Source excerpt
----
Programming Language: Java Programming Environment: Eclipse Refer to the knapsac
ID: 3856884 • Letter: P
Question
Programming Language: Java
Programming Environment: Eclipse
Refer to the knapsack problem. You can also refer to CLRS for more info on the problem definition. In addition to returning an array with the included items, you should also update the class variable “best_value” with the optimal value in a solution.
The program expects three inputs:
• Name of the text file which lists the values and weights of the items
• Weight of the knapsack, W
• A character input for the algorithm by a list of integers to sort: [d] for dynamic, [g] for greedy and [e] for enumeration.
Instruction: edit the TODO part of the code only, every after the "do not edit" comment, don't edit. Make sure the code runs.
import java.io.File;
import java.io.IOException;
import java.util.ArrayList;
import java.util.Arrays;
import java.util.Scanner;
import edu.wit.cs.comp3370.LAB4.Item;
/* Provides a solution to the 0-1 knapsack problem
* Dynamic programming and 0-1 Knapsack Problem
*/
public class LAB4 {
// TODO: document this method
public static Item[] FindDynamic(Item[] table, int weight) {
// TODO: implement this method
// Return an instance of Item and update best_value
return null;
}
/********************************************
*
* You shouldn't modify anything past here
*
********************************************/
public static class Item {
public int weight;
public int value;
public int index;
public Item(int w, int v, int i) {
weight = w;
value = v;
index = i;
}
public String toString() {
return "(" + weight + "#, $" + value + ")";
}
}
// set by calls to Find* methods
private static int best_value = 0;
// enumerates all subsets of items to find maximum value that fits in
// knapsack
public static Item[] FindEnumerate(Item[] table, int weight) {
if (table.length > 63) { // bitshift fails for larger sizes
System.err.println("Problem size too large. Exiting");
System.exit(0);
}
int nCr = 1 << table.length; // bitmask for included items
int bestSum = -1;
boolean[] bestUsed = {};
boolean[] used = new boolean[table.length];
for (int i = 0; i < nCr; i++) { // test all combinations
int temp = i;
for (int j = 0; j < table.length; j++) {
used[j] = (temp % 2 == 1);
temp = temp >> 1;
}
if (TotalWeight(table, used) <= weight) {
if (TotalValue(table, used) > bestSum) {
bestUsed = Arrays.copyOf(used, used.length);
bestSum = TotalValue(table, used);
}
}
}
int itemCount = 0; // count number of items in best result
for (int i = 0; i < bestUsed.length; i++)
----
Problem set
a – Summarize the knapsack post in two sentences.
b – Extend the knapsack post's code past its last line.
The records are not needed for this work.
----
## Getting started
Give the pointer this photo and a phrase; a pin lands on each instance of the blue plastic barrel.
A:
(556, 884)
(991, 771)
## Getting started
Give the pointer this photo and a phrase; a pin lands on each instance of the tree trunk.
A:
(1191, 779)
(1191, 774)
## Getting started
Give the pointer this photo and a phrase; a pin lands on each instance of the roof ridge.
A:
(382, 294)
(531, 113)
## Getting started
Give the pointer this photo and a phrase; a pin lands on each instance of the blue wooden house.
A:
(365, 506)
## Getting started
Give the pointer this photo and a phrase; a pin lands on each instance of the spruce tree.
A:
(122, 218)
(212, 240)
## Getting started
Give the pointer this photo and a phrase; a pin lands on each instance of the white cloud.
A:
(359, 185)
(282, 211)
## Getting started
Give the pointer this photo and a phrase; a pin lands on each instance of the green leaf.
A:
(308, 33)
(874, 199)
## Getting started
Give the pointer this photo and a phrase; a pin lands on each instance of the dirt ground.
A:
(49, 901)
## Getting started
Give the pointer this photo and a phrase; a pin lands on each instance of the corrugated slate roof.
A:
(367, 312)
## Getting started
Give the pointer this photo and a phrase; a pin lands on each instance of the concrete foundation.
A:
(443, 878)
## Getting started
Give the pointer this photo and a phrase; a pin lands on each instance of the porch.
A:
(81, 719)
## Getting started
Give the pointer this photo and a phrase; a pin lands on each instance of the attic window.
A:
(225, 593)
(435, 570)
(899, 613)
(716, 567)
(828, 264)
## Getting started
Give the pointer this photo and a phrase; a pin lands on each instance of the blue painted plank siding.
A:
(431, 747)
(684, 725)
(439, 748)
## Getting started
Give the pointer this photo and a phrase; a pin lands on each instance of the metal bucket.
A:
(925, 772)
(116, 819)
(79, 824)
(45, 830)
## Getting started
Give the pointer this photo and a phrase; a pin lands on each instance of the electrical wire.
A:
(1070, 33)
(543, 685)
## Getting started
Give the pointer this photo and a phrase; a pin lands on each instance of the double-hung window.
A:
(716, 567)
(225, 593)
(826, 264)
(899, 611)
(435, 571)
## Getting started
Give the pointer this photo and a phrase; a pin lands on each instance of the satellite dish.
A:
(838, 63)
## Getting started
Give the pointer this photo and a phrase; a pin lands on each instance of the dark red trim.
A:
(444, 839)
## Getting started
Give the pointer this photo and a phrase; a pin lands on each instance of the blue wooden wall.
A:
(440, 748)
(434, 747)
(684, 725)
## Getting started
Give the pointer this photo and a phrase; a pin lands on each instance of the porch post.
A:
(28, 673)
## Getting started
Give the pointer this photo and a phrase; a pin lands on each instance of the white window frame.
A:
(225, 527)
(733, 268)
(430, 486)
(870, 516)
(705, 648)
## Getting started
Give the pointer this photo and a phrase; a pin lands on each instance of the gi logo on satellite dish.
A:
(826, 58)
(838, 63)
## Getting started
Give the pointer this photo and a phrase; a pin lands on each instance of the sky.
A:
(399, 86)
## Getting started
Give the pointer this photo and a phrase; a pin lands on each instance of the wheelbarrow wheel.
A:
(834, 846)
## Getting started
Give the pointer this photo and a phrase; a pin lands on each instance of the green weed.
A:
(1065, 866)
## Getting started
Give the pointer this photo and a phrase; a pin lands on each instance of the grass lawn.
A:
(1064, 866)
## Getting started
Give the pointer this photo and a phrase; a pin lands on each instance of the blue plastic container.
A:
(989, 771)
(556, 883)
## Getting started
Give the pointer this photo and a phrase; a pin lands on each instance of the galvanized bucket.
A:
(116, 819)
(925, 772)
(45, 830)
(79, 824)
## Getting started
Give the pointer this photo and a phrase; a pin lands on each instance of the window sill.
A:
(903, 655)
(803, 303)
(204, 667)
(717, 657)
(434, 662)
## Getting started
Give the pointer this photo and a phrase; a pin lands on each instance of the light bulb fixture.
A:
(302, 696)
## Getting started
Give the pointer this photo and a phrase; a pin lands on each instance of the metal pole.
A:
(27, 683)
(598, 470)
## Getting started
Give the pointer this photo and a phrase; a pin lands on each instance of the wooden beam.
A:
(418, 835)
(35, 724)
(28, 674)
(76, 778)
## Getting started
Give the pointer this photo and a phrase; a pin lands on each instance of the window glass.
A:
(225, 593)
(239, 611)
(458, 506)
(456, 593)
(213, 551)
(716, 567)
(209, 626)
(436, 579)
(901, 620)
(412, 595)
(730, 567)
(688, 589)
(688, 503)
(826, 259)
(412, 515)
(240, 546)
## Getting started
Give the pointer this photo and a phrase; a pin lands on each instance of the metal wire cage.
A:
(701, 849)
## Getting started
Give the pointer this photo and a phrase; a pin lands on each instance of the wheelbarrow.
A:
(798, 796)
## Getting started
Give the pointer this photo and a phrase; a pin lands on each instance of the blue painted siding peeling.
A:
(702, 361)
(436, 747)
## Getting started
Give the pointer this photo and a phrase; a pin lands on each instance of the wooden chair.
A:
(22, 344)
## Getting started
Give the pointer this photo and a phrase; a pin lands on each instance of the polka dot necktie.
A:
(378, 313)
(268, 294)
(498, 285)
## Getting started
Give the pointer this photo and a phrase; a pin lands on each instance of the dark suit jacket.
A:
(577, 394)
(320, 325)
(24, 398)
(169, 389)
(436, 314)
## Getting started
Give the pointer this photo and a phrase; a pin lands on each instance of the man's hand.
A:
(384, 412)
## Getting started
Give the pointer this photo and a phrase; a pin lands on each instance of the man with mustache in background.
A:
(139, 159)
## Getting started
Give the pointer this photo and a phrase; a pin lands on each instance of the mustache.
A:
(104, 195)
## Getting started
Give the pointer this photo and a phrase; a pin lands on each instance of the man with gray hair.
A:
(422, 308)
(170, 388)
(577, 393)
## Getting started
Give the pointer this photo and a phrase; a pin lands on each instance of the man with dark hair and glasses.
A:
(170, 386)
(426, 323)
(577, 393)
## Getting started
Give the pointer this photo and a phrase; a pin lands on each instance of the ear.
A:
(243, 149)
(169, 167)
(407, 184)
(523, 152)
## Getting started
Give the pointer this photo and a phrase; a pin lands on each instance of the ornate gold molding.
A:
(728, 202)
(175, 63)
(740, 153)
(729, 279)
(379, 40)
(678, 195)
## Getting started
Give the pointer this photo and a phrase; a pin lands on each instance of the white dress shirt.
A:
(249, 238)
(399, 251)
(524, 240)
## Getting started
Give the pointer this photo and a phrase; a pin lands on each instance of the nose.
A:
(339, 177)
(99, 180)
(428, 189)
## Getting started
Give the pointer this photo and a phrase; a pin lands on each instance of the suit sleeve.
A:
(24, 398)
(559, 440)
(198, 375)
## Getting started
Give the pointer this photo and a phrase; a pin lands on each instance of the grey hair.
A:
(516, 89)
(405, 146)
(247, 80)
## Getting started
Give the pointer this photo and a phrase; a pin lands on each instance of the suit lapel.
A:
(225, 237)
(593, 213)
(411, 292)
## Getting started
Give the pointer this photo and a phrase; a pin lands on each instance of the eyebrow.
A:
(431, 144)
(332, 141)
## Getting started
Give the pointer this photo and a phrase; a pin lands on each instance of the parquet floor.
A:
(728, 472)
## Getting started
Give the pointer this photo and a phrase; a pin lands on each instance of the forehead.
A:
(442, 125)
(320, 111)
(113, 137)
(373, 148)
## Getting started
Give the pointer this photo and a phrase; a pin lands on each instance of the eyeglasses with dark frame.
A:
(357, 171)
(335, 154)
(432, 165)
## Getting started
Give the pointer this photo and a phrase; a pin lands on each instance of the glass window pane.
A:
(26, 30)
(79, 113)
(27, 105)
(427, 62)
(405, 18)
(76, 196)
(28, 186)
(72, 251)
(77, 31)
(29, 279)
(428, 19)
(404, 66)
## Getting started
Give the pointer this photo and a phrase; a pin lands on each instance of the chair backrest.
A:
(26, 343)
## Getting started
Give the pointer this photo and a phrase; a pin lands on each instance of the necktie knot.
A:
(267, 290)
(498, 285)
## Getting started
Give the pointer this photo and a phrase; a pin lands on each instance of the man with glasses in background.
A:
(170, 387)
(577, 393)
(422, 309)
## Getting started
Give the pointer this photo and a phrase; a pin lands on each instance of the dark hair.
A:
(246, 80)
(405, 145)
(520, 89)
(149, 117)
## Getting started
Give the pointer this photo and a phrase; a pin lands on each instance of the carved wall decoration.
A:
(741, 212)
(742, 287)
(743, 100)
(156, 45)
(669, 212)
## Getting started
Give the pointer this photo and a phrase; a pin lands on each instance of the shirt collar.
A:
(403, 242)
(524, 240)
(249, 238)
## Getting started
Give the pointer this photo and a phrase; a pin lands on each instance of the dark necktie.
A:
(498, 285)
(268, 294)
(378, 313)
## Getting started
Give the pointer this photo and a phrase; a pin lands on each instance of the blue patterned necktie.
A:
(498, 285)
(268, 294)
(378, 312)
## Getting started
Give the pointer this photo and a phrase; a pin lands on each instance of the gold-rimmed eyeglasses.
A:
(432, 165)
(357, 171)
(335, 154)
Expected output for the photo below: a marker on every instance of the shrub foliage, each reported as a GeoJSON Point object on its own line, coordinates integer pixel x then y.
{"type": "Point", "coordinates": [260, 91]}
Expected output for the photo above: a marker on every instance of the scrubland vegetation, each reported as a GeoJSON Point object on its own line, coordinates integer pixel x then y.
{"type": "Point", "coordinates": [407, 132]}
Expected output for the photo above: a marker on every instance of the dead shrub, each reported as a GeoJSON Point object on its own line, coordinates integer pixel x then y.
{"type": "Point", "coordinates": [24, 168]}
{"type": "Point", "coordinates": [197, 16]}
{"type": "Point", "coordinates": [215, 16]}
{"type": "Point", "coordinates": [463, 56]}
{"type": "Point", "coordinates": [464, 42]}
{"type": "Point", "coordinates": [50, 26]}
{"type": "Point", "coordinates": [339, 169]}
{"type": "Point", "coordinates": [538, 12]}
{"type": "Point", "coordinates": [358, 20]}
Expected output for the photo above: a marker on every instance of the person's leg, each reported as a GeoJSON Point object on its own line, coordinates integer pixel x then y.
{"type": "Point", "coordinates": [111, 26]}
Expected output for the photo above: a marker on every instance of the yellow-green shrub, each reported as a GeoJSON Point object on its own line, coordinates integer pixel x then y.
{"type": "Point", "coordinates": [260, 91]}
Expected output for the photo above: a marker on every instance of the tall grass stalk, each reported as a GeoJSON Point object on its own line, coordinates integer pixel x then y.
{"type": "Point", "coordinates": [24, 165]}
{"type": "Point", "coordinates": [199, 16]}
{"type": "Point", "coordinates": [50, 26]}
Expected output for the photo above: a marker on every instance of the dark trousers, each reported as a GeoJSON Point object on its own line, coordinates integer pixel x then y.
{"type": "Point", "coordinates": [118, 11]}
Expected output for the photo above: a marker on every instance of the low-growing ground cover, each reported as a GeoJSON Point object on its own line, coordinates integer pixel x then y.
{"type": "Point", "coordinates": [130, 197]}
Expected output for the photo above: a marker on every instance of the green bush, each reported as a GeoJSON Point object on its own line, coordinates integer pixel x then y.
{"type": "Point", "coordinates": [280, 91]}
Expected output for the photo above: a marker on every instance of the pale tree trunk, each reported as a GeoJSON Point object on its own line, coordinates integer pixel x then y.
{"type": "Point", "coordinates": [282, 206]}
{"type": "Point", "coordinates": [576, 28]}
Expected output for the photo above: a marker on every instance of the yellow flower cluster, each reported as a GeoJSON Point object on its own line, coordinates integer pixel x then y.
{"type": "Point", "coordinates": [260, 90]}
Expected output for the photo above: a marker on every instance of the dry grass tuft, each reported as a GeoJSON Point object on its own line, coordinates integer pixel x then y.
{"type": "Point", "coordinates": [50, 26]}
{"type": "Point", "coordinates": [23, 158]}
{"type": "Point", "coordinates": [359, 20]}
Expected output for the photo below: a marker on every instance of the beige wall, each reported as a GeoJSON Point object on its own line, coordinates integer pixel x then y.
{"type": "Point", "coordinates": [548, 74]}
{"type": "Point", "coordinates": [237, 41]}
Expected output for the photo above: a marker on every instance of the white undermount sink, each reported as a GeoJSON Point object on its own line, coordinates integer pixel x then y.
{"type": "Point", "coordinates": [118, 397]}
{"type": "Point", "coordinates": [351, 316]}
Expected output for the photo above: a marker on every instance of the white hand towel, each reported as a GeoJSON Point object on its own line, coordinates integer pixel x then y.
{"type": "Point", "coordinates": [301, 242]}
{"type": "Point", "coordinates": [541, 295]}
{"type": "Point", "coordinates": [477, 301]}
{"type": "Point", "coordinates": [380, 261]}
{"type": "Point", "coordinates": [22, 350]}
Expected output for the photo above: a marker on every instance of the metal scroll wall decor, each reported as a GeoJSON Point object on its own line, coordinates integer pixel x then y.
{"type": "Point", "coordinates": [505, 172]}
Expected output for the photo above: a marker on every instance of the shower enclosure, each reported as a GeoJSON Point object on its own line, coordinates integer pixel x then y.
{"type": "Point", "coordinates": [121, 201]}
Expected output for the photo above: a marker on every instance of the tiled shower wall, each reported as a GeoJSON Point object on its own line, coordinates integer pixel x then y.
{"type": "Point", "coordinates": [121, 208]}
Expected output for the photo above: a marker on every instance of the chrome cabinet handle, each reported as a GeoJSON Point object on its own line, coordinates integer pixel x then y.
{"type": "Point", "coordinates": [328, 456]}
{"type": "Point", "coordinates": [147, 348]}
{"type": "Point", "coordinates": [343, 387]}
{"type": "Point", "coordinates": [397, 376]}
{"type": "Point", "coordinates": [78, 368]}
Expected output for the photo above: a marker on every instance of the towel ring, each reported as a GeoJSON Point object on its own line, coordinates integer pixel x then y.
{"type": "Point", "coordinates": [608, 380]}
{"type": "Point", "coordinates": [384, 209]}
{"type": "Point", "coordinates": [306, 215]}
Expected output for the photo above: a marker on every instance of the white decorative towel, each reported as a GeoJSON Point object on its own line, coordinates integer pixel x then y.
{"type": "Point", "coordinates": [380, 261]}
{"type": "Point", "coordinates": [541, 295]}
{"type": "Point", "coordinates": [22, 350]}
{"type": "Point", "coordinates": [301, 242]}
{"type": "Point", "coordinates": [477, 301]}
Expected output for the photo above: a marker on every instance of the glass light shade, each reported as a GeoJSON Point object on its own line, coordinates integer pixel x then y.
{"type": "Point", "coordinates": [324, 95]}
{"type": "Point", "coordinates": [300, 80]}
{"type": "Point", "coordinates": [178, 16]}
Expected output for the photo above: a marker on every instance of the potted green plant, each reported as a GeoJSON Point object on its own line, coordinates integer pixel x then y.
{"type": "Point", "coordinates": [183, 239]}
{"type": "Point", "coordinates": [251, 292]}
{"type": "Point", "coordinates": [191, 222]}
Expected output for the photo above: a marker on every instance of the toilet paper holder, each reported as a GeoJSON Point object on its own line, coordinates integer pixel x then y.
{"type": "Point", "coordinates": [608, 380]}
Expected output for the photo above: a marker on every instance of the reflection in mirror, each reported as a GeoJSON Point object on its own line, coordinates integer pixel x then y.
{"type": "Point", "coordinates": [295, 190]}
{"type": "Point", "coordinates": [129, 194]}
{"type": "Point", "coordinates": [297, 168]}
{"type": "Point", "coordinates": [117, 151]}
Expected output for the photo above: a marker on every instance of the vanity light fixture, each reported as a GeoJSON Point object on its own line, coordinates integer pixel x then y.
----
Expected results
a – The post asks for a Java program, written in Eclipse, that solves the 0-1 knapsack problem by returning an array of the included items and updating the class variable "best_value" with the optimal value. The program takes a text file listing item values and weights, the knapsack weight W, and a character that selects dynamic, greedy or enumeration, and only the TODO part of the code may be edited.

b –
if (bestUsed[i])
itemCount++;
Item[] ret = new Item[itemCount];
int retIndex = 0;
for (int i = 0; i < bestUsed.length; i++) { // construct item list
if (bestUsed[i]) {
ret[retIndex] = table[i];
retIndex++;
}
}
best_value = bestSum;
return ret;
}
// returns total value of all items that are marked true in used array
private static int TotalValue(Item[] table, boolean[] used) {
int ret = 0;
for (int i = 0; i < table.length; i++)
if (used[i])
ret += table[i].value;
return ret;
}
// returns total weight of all items that are marked true in used array
private static int TotalWeight(Item[] table, boolean[] used) {
int ret = 0;
for (int i = 0; i < table.length; i++) {
if (used[i])
ret += table[i].weight;
}
return ret;
}
// adds items to the knapsack by picking the next item with the highest
// value:weight ratio. This could use a max-heap of ratios to run faster,
// but
// it runs in n^2 time wrt items because it has to scan every item each time
// an item is added
public static Item[] FindGreedy(Item[] table, int weight) {
boolean[] used = new boolean[table.length];
int itemCount = 0;
while (weight > 0) { // while the knapsack has space
int bestIndex = GetGreedyBest(table, used, weight);
if (bestIndex < 0)
break;
weight -= table[bestIndex].weight;
best_value += table[bestIndex].value;
used[bestIndex] = true;
itemCount++;
}
Item[] ret = new Item[itemCount];
int retIndex = 0;
for (int i = 0; i < used.length; i++) { // construct item list
if (used[i]) {
ret[retIndex] = table[i];
retIndex++;
}
}
return ret;
}
// finds the available item with the best value:weight ratio that fits in
// the knapsack
private static int GetGreedyBest(Item[] table, boolean[] used, int weight) {
double bestVal = -1;
int bestIndex = -1;
for (int i = 0; i < table.length; i++) {
double ratio = (table[i].value * 1.0) / table[i].weight;
if (!used[i] && (ratio > bestVal) && (weight >= table[i].weight)) {
bestVal = ratio;
bestIndex = i;
}
}
return bestIndex;
}
public static int getBest() {
return best_value;
}
public static void main(String[] args) {
Scanner s = new Scanner(System.in);
String file1;
int weight = 0;
System.out.printf(
"Enter <objects file> <knapsack weight> <algorithm>, ([d]ynamic programming, [e]numerate, [g]reedy). ");
System.out.printf("The class example is provided as: objects/small0 5 d ");
// System.out.printf("objects/small0 5 d ");
file1 = s.next();
weight = s.nextInt();
ArrayList<Item> tableList = new ArrayList<Item>();
try (Scanner f = new Scanner(new File(file1))) {
int i = 0;
while (f.hasNextInt())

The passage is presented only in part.